= What you are asked to do =
Pull out every line below that contains the string "window", matching case exactly.

= Given data =
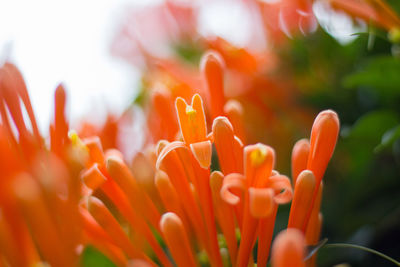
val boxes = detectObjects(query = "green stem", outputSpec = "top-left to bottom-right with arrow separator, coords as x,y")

--

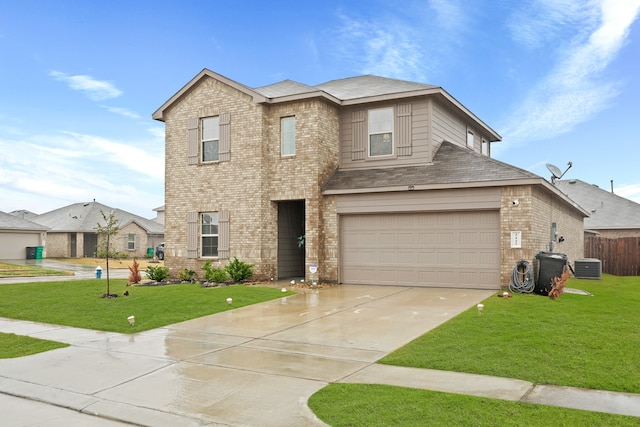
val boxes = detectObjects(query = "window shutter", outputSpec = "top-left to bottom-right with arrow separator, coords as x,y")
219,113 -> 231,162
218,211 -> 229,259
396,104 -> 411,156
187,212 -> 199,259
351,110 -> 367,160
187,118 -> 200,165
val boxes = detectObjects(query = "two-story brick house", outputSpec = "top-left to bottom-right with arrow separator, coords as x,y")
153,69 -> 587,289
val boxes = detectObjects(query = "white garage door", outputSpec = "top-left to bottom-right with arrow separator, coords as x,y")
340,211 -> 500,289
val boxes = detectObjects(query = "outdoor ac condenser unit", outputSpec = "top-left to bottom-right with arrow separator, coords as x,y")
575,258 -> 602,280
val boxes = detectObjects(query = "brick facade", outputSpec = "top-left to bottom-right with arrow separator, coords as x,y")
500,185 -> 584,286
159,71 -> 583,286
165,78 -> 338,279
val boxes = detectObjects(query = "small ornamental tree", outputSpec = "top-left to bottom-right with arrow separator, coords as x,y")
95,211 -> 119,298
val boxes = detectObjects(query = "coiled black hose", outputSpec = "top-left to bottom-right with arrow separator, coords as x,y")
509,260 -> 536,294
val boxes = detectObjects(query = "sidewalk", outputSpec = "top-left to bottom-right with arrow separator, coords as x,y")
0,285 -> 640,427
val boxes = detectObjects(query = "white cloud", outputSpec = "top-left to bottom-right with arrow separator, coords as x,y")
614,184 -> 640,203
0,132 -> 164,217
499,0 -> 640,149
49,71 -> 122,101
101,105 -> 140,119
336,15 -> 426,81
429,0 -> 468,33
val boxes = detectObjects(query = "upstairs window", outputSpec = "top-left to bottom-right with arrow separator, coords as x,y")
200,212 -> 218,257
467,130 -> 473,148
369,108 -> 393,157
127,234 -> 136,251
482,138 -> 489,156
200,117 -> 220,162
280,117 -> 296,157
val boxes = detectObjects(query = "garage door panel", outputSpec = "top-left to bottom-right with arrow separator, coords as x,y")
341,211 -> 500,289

= The completed task =
val boxes = detectObjects(query = "window shutter", outputSpec = "top-left to bottom-right with arrow separator, coords as x,y")
val boxes = detectObjects(query = "upstairs window", outputSpec = "top-left to bottom-right with arrow separator, coords as x,y")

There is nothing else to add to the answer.